## [求められる作業]
以下の資料から、文字列「shirt」を含む行をすべて書き出してください。大文字と小文字は区別します。

(データソースから得た記録)
========================================
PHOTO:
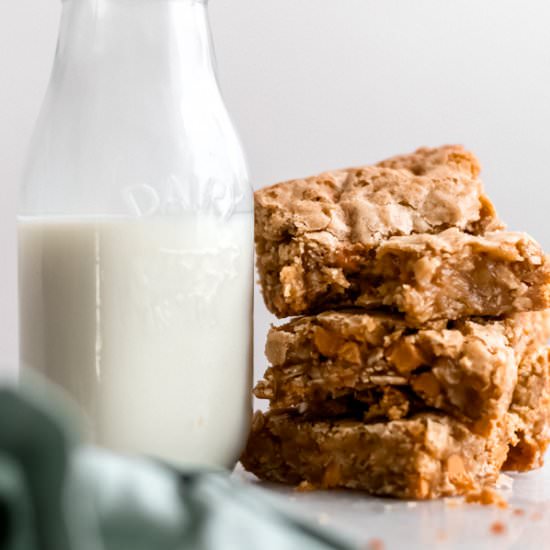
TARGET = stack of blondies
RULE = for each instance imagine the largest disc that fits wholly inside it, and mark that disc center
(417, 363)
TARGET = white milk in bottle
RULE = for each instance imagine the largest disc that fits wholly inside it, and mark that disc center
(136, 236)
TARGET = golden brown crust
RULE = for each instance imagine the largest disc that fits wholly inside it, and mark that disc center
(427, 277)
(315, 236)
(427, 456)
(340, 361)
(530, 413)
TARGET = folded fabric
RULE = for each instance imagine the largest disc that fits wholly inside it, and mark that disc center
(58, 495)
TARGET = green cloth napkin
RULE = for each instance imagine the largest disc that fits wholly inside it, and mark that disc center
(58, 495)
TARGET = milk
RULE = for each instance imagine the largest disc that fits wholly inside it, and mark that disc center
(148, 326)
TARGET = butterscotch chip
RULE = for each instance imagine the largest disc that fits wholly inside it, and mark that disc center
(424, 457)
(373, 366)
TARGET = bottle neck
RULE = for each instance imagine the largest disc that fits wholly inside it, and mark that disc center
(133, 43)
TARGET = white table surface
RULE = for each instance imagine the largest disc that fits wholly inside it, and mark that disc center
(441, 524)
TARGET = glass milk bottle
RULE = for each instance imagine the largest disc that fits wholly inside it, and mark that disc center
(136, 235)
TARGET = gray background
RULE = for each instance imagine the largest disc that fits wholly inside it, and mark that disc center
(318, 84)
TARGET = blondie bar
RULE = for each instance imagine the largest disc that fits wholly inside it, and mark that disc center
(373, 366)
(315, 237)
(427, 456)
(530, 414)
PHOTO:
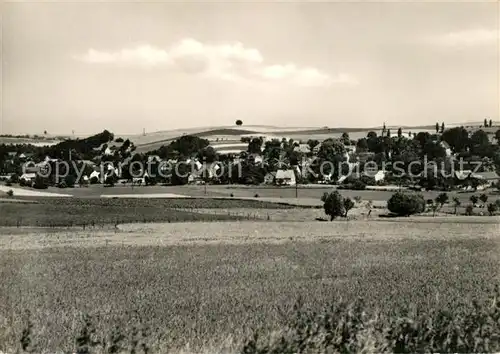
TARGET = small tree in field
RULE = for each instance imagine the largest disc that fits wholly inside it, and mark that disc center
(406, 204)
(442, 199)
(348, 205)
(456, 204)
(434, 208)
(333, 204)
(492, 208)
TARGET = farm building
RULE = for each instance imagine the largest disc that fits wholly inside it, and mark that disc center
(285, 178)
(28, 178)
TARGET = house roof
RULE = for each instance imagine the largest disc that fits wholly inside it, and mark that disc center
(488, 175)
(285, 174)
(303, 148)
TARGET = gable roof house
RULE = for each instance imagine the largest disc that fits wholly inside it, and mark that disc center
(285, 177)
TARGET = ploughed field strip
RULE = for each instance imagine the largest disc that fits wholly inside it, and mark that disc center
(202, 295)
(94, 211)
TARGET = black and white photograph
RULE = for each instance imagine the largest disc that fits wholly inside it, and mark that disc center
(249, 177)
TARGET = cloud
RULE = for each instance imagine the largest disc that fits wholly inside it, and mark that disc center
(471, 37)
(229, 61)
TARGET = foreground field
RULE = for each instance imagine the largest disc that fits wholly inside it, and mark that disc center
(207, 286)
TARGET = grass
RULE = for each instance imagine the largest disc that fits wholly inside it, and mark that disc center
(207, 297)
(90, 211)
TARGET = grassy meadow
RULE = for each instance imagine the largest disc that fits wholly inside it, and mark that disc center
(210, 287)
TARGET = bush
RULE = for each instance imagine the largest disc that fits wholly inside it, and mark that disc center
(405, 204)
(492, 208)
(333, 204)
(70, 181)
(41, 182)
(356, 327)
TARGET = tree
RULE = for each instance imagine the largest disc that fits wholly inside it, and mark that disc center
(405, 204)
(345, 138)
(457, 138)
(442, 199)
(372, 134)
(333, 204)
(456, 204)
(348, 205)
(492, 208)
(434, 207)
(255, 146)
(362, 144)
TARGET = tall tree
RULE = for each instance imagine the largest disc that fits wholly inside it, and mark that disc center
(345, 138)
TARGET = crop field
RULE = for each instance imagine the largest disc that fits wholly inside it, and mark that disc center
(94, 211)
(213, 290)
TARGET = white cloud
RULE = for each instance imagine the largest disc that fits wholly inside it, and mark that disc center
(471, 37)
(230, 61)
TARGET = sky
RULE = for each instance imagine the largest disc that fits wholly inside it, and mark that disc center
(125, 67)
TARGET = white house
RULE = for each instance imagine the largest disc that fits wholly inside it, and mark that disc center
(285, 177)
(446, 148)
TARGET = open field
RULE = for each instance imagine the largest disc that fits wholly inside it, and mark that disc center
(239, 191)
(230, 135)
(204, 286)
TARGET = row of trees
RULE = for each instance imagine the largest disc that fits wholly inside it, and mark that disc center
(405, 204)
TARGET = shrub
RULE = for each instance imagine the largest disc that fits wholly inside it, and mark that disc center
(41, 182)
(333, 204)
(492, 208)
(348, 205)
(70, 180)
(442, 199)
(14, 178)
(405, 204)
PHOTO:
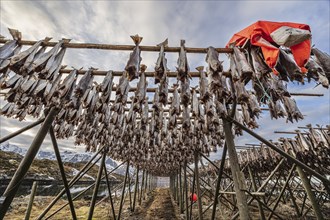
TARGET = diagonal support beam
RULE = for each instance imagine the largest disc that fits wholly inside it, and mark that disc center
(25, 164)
========================================
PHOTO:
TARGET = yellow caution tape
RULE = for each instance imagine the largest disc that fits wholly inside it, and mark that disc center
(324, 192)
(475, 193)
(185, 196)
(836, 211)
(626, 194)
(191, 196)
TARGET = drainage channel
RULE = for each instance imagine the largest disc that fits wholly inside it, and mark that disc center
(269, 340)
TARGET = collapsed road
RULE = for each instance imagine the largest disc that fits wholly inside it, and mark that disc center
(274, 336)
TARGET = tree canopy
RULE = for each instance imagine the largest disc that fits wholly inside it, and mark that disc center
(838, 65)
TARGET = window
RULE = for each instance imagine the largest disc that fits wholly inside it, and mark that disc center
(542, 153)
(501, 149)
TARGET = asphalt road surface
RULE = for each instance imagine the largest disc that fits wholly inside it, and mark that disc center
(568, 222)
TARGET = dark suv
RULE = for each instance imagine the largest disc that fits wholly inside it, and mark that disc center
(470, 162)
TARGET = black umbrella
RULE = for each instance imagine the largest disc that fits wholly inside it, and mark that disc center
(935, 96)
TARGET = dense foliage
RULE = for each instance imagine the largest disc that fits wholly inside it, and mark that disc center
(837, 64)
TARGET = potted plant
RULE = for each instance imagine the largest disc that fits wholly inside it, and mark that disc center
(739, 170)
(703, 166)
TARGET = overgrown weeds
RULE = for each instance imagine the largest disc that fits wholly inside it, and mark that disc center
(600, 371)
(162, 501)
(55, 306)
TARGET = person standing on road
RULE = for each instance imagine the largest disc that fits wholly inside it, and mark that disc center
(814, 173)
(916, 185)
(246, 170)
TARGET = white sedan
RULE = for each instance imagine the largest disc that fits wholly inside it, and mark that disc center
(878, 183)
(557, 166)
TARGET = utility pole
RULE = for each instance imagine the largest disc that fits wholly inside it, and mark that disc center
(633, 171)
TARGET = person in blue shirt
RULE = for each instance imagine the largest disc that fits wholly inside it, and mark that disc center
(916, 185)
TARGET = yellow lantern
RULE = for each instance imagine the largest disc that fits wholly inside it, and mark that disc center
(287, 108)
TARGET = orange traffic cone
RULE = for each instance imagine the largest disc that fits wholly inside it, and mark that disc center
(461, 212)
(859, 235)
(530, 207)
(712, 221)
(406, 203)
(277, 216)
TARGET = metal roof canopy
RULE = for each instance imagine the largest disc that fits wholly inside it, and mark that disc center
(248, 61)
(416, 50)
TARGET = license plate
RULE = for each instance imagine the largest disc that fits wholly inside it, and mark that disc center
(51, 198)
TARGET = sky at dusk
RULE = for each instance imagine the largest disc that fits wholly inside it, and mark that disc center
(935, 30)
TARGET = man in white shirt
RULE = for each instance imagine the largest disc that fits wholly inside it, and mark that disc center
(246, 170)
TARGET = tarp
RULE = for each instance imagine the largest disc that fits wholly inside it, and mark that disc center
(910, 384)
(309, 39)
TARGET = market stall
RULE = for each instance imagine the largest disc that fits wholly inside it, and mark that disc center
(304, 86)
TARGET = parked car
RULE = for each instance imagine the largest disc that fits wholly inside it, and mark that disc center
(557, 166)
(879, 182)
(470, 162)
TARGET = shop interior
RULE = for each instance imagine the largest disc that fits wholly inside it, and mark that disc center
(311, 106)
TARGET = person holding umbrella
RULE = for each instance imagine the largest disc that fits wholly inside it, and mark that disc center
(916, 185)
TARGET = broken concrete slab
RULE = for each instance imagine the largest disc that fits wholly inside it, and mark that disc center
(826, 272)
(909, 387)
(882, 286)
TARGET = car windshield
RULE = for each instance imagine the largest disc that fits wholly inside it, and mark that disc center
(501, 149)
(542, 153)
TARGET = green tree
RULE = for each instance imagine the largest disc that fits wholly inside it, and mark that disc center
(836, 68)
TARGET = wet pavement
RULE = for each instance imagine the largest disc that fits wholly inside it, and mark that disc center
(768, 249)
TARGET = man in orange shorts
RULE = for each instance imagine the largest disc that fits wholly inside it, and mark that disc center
========================================
## [課題への回答]
TARGET = person in blue shirt
TARGET = man in white shirt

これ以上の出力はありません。